Aim of the task ▸ Copy out all the rows below, replacing "segment the target" with "outline the target" wherever it occurs and changing nothing else.

Information shown ▸

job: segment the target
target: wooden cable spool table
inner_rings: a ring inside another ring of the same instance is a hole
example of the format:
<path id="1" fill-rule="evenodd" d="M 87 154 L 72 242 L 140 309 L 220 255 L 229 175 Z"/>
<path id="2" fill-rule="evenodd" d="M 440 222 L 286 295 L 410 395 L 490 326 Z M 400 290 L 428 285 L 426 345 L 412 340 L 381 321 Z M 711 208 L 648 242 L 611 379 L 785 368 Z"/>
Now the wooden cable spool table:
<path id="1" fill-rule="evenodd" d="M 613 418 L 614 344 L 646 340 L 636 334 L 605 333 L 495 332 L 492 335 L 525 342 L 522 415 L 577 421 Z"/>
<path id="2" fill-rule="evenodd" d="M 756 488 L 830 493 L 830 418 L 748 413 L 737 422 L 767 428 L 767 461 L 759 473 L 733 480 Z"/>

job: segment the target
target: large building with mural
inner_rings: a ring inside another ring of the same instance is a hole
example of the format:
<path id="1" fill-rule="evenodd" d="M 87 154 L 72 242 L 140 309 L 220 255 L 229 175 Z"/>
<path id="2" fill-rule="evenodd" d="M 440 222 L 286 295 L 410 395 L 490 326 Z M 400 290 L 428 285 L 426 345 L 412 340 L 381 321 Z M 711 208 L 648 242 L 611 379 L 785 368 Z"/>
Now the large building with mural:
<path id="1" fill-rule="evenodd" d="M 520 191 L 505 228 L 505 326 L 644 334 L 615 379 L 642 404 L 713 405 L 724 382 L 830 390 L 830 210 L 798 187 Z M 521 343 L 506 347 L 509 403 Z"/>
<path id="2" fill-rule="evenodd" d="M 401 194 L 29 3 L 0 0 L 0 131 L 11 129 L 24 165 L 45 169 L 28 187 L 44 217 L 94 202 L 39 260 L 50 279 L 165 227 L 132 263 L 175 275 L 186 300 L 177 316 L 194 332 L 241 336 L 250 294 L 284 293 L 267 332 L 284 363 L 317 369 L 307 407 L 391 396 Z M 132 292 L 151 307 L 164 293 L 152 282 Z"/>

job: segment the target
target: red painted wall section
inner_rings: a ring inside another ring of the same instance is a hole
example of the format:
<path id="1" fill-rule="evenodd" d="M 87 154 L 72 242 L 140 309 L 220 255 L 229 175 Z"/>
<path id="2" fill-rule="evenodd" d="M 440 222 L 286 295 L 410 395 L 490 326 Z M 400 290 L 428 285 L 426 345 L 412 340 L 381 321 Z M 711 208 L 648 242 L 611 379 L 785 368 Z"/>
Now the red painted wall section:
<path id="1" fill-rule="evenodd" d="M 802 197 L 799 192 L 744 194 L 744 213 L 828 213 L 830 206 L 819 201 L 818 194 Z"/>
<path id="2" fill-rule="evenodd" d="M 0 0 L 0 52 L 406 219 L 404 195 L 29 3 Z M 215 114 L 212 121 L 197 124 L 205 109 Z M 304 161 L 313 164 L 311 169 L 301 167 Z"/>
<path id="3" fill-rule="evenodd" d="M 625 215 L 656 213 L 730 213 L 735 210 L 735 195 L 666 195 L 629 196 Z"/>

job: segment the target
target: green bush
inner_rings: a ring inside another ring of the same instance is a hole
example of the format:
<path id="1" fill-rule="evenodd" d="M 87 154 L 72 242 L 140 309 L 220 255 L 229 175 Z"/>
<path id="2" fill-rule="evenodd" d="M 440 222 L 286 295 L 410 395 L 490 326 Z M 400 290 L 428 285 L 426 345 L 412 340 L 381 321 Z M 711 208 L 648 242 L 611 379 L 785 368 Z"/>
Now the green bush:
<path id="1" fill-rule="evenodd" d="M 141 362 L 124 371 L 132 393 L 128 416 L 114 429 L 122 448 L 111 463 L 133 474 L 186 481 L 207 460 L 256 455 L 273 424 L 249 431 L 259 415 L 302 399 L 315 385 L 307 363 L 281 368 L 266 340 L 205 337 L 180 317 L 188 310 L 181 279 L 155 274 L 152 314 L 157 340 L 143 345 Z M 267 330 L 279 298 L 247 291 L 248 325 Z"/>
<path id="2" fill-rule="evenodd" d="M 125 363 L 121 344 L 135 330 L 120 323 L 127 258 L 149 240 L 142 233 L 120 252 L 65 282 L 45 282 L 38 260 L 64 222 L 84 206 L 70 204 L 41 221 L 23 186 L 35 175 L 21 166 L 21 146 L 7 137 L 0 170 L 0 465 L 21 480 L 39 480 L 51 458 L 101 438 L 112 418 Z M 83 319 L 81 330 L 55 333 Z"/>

Written answer ▸
job: outline the target
target: wooden cable spool table
inner_rings: a ring inside another ring of the same instance is a hole
example of the format:
<path id="1" fill-rule="evenodd" d="M 87 154 L 72 242 L 140 309 L 220 255 L 229 175 Z"/>
<path id="2" fill-rule="evenodd" d="M 440 222 L 286 295 L 410 395 L 490 326 Z M 400 290 L 428 285 L 426 345 L 412 340 L 381 321 Z M 711 208 L 648 242 L 611 379 L 785 368 Z"/>
Now the wooden cable spool table:
<path id="1" fill-rule="evenodd" d="M 613 418 L 614 344 L 646 340 L 636 334 L 605 333 L 495 332 L 492 335 L 525 342 L 522 415 L 577 421 Z"/>
<path id="2" fill-rule="evenodd" d="M 756 488 L 830 493 L 830 418 L 748 413 L 737 422 L 767 428 L 767 461 L 759 473 L 733 480 Z"/>

job: outline the target
target: large building with mural
inner_rings: a ring inside another ring of the same instance is a hole
example of the format:
<path id="1" fill-rule="evenodd" d="M 87 154 L 72 242 L 140 309 L 220 255 L 229 175 Z"/>
<path id="2" fill-rule="evenodd" d="M 440 222 L 286 295 L 410 395 L 490 326 Z M 400 290 L 428 285 L 426 345 L 412 340 L 381 321 Z M 711 208 L 648 242 L 611 379 L 785 368 Z"/>
Now the large building with mural:
<path id="1" fill-rule="evenodd" d="M 520 191 L 505 228 L 505 326 L 644 334 L 615 379 L 642 404 L 713 405 L 724 382 L 830 390 L 830 210 L 798 187 Z M 521 343 L 506 347 L 509 403 Z"/>
<path id="2" fill-rule="evenodd" d="M 401 194 L 29 3 L 0 0 L 0 131 L 11 129 L 24 165 L 45 169 L 28 187 L 44 217 L 94 202 L 39 260 L 50 279 L 165 227 L 132 263 L 175 275 L 186 300 L 177 316 L 194 332 L 241 336 L 250 294 L 284 293 L 267 332 L 284 363 L 317 369 L 307 407 L 391 396 Z M 132 292 L 151 307 L 164 293 L 152 282 Z"/>

job: outline the target
target: red painted wall section
inner_rings: a ring inside another ring of the same instance is a hole
example of the format:
<path id="1" fill-rule="evenodd" d="M 87 154 L 72 242 L 140 309 L 220 255 L 229 175 Z"/>
<path id="2" fill-rule="evenodd" d="M 440 222 L 286 295 L 410 395 L 490 326 Z M 400 290 L 428 285 L 426 345 L 412 340 L 381 321 Z M 711 208 L 648 242 L 611 379 L 785 368 Z"/>
Now the red painted wall section:
<path id="1" fill-rule="evenodd" d="M 802 197 L 799 192 L 744 194 L 744 213 L 828 213 L 830 206 L 819 201 L 818 194 Z"/>
<path id="2" fill-rule="evenodd" d="M 0 0 L 0 52 L 406 219 L 404 195 L 29 3 Z M 215 114 L 212 121 L 197 124 L 205 109 Z M 304 161 L 313 164 L 311 169 L 301 167 Z"/>
<path id="3" fill-rule="evenodd" d="M 625 215 L 656 213 L 730 213 L 735 210 L 735 195 L 666 195 L 629 196 Z"/>

job: outline the target
target: green bush
inner_rings: a ring inside another ring of the same instance is a hole
example of the format:
<path id="1" fill-rule="evenodd" d="M 87 154 L 72 242 L 140 309 L 220 255 L 229 175 Z"/>
<path id="2" fill-rule="evenodd" d="M 440 222 L 286 295 L 410 395 L 490 326 Z M 400 290 L 428 285 L 426 345 L 412 340 L 381 321 Z M 711 208 L 648 242 L 611 379 L 785 368 Z"/>
Now the green bush:
<path id="1" fill-rule="evenodd" d="M 141 362 L 124 371 L 132 393 L 128 416 L 114 429 L 122 448 L 111 463 L 133 474 L 186 481 L 207 460 L 256 455 L 273 424 L 249 431 L 259 415 L 302 399 L 315 385 L 307 363 L 281 368 L 266 340 L 205 337 L 180 317 L 188 310 L 181 279 L 155 274 L 152 314 L 157 340 L 143 345 Z M 267 330 L 279 298 L 247 291 L 248 325 Z"/>
<path id="2" fill-rule="evenodd" d="M 125 363 L 121 344 L 135 330 L 120 323 L 127 258 L 149 240 L 142 233 L 120 252 L 65 282 L 45 282 L 38 260 L 64 222 L 84 206 L 70 204 L 41 221 L 23 186 L 35 175 L 21 166 L 21 146 L 7 137 L 0 170 L 0 465 L 21 480 L 39 480 L 51 458 L 101 438 L 112 418 Z M 83 319 L 81 330 L 55 333 Z"/>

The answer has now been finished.